■ What to produce ■
Copy the records from their first line through the line that contains "rough mask: <svg", keeping every character the same.

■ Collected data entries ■
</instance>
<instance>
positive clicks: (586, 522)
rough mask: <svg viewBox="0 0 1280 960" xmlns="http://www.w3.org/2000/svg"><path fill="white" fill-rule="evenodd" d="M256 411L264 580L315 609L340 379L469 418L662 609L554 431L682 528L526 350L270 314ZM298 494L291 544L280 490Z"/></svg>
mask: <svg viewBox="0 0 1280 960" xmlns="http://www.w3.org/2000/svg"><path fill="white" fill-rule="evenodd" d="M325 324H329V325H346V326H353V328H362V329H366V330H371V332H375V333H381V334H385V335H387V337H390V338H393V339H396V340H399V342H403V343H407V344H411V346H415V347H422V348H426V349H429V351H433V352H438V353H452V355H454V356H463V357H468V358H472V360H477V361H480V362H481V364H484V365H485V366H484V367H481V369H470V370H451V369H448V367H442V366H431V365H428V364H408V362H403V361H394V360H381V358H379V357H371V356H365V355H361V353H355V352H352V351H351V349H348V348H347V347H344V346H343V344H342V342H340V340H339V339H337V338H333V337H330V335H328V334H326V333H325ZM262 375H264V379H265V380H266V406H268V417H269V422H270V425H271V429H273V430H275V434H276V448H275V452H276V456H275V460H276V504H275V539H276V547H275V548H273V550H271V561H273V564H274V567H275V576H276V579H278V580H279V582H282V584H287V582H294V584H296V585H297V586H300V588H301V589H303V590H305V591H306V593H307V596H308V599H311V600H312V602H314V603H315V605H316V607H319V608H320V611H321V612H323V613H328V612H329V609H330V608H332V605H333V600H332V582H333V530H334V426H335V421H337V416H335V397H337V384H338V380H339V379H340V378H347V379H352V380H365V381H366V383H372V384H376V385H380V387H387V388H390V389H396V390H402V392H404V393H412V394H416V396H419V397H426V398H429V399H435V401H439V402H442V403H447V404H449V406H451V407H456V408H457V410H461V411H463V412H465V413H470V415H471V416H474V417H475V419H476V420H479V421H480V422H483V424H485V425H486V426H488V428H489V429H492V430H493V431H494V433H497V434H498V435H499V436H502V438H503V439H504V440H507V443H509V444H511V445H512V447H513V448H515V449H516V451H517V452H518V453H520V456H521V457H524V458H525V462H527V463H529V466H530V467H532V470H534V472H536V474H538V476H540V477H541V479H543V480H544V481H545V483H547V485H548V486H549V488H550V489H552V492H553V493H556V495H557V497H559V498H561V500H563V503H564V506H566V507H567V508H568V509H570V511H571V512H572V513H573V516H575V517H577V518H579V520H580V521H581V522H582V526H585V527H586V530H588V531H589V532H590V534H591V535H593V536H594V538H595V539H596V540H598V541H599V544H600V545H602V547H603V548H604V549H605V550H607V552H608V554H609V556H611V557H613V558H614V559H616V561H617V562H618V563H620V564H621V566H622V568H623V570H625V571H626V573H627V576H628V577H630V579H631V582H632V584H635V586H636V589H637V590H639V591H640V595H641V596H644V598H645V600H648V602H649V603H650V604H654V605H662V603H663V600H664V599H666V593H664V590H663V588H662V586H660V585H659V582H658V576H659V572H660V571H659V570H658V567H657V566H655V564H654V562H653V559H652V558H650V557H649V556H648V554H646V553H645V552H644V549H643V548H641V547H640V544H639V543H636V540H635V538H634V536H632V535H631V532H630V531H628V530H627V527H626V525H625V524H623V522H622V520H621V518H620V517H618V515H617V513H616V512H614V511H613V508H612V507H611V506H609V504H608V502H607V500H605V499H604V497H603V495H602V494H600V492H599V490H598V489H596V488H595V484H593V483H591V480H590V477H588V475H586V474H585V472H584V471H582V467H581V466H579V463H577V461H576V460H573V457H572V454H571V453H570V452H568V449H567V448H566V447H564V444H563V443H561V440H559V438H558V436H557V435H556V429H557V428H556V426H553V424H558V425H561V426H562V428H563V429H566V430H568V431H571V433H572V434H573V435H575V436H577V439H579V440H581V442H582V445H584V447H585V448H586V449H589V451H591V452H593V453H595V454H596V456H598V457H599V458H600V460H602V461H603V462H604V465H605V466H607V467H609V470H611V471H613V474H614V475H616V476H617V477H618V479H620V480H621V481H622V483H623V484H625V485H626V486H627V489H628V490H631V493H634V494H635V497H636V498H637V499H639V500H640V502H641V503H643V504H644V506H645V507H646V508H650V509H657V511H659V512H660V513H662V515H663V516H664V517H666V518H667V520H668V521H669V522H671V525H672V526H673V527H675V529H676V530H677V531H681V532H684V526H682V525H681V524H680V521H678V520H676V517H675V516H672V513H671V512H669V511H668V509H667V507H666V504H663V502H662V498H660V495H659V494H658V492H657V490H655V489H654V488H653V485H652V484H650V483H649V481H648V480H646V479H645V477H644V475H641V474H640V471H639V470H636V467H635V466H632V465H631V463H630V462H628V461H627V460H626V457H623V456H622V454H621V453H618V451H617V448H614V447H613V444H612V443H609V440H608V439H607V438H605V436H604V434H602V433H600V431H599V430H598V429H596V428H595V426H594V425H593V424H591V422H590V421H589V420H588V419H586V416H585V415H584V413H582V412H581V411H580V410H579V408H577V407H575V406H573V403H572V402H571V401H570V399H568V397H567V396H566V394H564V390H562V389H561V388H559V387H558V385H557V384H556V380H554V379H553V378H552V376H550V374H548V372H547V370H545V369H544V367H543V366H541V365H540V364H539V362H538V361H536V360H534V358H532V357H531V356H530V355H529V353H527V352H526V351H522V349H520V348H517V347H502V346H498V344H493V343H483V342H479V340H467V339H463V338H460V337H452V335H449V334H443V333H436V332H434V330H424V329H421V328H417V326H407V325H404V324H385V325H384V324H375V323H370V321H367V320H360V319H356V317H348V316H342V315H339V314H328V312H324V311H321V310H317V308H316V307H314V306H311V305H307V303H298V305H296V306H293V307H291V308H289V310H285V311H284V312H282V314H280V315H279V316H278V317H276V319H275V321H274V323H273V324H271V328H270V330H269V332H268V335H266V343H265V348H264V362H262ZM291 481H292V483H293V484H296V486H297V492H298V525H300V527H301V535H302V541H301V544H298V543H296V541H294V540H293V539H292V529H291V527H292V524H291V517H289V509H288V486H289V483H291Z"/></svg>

■ Response below ■
</instance>
<instance>
positive clicks: (586, 522)
rough mask: <svg viewBox="0 0 1280 960" xmlns="http://www.w3.org/2000/svg"><path fill="white" fill-rule="evenodd" d="M256 411L264 580L315 609L340 379L469 418L662 609L554 431L682 528L526 350L270 314ZM298 494L291 544L280 490Z"/></svg>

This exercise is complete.